Data records:
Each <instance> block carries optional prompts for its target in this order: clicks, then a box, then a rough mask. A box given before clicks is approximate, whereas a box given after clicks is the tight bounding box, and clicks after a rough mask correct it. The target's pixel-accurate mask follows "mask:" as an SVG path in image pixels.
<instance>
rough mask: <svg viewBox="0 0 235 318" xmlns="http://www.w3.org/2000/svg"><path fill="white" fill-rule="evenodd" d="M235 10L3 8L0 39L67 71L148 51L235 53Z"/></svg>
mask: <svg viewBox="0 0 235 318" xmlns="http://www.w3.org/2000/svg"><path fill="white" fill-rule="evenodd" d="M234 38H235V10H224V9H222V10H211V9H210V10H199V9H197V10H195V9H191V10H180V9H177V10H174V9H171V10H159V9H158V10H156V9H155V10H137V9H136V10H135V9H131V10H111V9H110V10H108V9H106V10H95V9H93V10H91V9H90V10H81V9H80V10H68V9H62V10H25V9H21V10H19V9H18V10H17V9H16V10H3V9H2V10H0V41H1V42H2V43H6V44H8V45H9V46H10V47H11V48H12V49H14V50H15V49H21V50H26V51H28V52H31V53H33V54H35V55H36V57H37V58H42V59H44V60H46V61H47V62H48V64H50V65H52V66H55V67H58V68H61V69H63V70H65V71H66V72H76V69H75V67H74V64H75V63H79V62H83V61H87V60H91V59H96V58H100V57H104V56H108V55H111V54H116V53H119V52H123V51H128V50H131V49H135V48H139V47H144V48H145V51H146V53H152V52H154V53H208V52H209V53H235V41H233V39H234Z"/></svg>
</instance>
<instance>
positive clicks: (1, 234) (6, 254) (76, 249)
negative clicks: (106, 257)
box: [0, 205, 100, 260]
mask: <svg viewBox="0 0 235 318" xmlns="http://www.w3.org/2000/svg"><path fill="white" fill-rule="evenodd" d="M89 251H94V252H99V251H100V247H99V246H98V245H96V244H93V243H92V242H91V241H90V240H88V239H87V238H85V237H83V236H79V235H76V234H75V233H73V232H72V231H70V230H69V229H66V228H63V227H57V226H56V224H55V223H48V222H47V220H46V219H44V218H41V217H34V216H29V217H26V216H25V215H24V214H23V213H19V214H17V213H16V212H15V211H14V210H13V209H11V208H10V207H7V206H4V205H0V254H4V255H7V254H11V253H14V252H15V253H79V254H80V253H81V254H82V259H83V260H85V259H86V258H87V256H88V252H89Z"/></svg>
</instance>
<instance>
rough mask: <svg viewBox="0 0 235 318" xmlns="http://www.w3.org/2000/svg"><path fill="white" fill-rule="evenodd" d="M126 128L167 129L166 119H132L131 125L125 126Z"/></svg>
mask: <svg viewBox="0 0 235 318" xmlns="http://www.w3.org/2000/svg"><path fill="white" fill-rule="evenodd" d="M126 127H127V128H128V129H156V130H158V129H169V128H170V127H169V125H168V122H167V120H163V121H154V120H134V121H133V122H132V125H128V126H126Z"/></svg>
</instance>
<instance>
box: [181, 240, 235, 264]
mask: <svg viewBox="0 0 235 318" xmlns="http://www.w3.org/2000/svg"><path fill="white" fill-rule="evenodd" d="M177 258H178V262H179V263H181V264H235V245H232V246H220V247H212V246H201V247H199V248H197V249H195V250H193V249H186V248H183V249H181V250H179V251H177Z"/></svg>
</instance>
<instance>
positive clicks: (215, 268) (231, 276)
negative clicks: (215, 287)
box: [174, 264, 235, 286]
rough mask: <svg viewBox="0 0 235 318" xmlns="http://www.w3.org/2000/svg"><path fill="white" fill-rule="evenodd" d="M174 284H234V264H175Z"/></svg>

**TASK REQUIREMENTS:** Only the lines from the one containing "box: [181, 240, 235, 264]" through the end of the records above belong in the answer, each exactly as written.

**REPLY TO THE EXERCISE:**
box: [181, 240, 235, 264]
mask: <svg viewBox="0 0 235 318" xmlns="http://www.w3.org/2000/svg"><path fill="white" fill-rule="evenodd" d="M177 258H178V262H179V263H181V264H235V245H232V246H220V247H212V246H201V247H199V248H197V249H195V250H193V249H186V248H183V249H181V250H179V251H177Z"/></svg>
</instance>
<instance>
positive clicks: (215, 268) (231, 276)
negative clicks: (215, 287)
box: [174, 264, 235, 286]
rough mask: <svg viewBox="0 0 235 318" xmlns="http://www.w3.org/2000/svg"><path fill="white" fill-rule="evenodd" d="M174 284H234V264H175Z"/></svg>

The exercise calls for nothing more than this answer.